> **Selection**
Algorithm Showdown: Bootstrap
The typical bootstrap involves drawing a random sample of the data and re-computing your summary statistic. This can be a slow process (even Stata's built-in bootstrap
can be slow). While in many situations this is the only way to bootstrap your data, the Bayesian bootstrap (Rubin, 1981) is much more efficient (computationally) and works in most common scenarios:
-
Draw iid Dirichlet weights (one for each observation).
-
Recompute statistic, weighted.
That's it! (Added bonus: Since all observations are kept, just re-weighted, it's also more stable for e.g. regressions, as no variables can unexpectedly drop due to collinearity.) Let's look at a concrete example; the built-in command takes about a minute here:
clear
set seed 1
set rmsg on
set obs 1000000
gen x = rnormal() * 2
gen y = x + rnormal() * 10
bootstrap, reps(100): reg y x
-------------------------------------
| Observed Bootstrap
y | coefficient std. err.
-------------+----------------------- ...
x | .9925311 .0050175
_cons | -.0151513 .0087632
-------------------------------------
The Bayesian bootstrap runs in 20s (3x as fast)!
mata b = J(100, 2, .)
tempvar weight
qui gen `weight' = .
qui forvalues b = 1 / 100 {
replace `weight' = rgamma(1, 1)
sum `weight', meanonly
replace `weight' = `weight' / r(sum)
reg y x [pw = `weight']
mata b[`b', .] = st_matrix("e(b)")
}
mata diagonal(sqrt(variance(b)))'
1 2
+-----------------------------+
1 | .0048730429 .0093159813 |
+-----------------------------+

> **Short exercise 1**
Please write out again the rows between the lines holding "For the scoring pass, find every instance of the woman's cheek" and "[[223, 149]]", inclusive, with their requests, shifting every coordinate in the answers by -15.

> **Records for this task**
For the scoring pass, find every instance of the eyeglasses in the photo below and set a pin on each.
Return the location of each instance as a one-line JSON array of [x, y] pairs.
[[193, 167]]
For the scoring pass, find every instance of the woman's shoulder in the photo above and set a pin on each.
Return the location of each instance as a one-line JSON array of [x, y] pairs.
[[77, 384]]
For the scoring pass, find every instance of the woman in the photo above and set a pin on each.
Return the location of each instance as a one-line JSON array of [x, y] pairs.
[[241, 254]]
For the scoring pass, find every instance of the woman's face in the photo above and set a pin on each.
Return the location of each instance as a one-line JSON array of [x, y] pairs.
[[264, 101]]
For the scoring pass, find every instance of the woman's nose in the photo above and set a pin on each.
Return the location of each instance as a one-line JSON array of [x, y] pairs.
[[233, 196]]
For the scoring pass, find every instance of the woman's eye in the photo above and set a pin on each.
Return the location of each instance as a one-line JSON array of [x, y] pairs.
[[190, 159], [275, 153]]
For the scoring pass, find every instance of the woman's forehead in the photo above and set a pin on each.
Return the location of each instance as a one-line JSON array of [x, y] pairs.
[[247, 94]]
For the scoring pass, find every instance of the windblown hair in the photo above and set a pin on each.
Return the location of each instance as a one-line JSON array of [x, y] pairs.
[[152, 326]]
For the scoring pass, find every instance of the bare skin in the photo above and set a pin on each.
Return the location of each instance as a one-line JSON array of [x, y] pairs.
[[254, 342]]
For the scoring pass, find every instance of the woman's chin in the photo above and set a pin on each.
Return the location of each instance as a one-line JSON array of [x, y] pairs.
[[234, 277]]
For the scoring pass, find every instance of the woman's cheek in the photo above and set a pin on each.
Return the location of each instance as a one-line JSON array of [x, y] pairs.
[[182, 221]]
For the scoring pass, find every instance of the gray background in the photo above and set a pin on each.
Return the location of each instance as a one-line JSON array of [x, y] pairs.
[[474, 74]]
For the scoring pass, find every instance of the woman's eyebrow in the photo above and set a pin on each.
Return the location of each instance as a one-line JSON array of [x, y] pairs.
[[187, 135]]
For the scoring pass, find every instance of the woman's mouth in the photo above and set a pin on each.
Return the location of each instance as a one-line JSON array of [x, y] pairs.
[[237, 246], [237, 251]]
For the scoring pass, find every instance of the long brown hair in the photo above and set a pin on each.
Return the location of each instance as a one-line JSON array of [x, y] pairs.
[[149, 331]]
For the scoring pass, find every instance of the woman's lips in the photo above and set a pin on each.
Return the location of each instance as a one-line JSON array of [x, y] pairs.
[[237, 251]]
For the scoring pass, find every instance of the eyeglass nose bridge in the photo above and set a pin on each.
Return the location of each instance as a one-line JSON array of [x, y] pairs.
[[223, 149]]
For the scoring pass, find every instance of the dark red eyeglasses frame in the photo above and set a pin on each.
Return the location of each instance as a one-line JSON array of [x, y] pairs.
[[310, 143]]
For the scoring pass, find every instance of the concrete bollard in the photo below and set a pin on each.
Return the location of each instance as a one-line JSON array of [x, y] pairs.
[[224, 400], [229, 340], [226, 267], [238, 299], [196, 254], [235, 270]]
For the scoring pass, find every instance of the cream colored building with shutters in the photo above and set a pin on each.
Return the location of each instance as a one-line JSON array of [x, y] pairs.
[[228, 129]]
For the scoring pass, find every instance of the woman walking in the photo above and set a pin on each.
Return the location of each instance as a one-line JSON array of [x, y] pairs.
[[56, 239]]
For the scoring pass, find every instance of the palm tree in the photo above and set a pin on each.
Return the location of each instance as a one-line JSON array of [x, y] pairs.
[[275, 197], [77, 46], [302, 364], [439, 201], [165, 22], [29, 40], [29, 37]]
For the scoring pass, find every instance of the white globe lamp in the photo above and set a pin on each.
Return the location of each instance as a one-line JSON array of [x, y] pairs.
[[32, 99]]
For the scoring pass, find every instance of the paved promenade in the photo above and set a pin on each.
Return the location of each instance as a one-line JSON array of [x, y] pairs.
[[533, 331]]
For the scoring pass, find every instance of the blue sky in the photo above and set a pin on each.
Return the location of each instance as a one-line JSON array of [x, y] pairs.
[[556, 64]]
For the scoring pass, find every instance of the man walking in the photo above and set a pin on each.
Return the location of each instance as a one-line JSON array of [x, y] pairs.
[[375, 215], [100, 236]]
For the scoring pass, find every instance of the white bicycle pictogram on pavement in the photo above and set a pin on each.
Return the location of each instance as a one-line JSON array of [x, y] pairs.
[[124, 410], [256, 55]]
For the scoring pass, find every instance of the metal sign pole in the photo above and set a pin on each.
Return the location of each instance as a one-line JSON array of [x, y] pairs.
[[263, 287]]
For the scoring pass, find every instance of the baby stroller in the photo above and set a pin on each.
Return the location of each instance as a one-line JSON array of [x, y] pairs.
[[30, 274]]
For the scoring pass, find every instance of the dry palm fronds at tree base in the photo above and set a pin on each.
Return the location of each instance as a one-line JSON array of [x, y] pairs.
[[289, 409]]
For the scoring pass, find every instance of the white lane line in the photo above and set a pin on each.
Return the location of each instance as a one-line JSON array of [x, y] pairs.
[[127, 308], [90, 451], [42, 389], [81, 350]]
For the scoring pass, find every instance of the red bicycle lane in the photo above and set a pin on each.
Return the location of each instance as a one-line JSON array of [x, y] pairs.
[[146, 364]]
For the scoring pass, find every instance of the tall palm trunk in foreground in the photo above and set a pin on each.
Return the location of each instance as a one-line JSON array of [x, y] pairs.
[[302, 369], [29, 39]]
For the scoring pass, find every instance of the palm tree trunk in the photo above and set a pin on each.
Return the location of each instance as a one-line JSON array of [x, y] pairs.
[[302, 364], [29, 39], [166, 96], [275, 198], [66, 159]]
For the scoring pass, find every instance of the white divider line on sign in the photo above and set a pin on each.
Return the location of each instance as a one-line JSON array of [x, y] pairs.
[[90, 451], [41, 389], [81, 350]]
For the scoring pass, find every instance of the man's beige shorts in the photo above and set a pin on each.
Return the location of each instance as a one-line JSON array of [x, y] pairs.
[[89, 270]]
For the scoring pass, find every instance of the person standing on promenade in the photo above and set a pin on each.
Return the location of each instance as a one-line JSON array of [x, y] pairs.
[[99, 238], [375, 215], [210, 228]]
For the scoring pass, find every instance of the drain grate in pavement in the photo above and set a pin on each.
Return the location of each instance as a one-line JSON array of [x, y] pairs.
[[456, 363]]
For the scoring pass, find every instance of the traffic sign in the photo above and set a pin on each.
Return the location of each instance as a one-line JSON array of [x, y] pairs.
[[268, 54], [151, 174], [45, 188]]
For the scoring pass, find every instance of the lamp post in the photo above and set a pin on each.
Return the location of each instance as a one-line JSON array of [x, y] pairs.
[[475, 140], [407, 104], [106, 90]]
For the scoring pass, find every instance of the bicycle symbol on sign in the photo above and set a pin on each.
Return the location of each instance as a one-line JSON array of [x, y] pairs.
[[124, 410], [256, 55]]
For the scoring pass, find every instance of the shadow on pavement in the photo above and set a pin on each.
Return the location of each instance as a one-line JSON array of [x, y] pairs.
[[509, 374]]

> **Short exercise 2**
Translate this sentence from the bootstrap write-up into Spanish: "The typical bootstrap involves drawing a random sample of the data and re-computing your summary statistic."

> **Task output 1**
For the scoring pass, find every instance of the woman's cheek in the photo above and set a pin on each.
Return the location of each instance as a one-line JSON array of [x, y] pairs.
[[167, 206]]
For the scoring pass, find every instance of the gray background in the photo above and set a pin on each.
Return the location of each instance as a one-line JSON array of [x, y] pairs.
[[459, 59]]
For the scoring pass, find every instance of the woman's eyebrow in the photo above and set a pin on each.
Return the location of each instance as a one-line JSON array of [x, y] pairs.
[[172, 120]]
For the scoring pass, find every instance of the woman's mouth in the photo above and set a pin on each.
Return the location of each instance as a one-line JSON array of [x, y] pairs.
[[222, 231], [222, 236]]
For the scoring pass, find every instance of the long brown hair in the photo above and set a pin on each.
Return the location of each instance as a one-line JSON array of [x, y] pairs.
[[134, 316]]
For the scoring pass, find every instance of the woman's lips in the photo above and set a pin on each.
Return the location of each instance as a one-line JSON array of [x, y] pairs.
[[222, 236]]
For the scoring pass, find every instance of the eyeglass nose bridge in the photo above and set a pin on each.
Return the location of each instance as a one-line JSON array of [x, y] pairs.
[[208, 134]]

> **Task output 2**
El bootstrap típico consiste en extraer una muestra aleatoria de los datos y volver a calcular tu estadístico de resumen.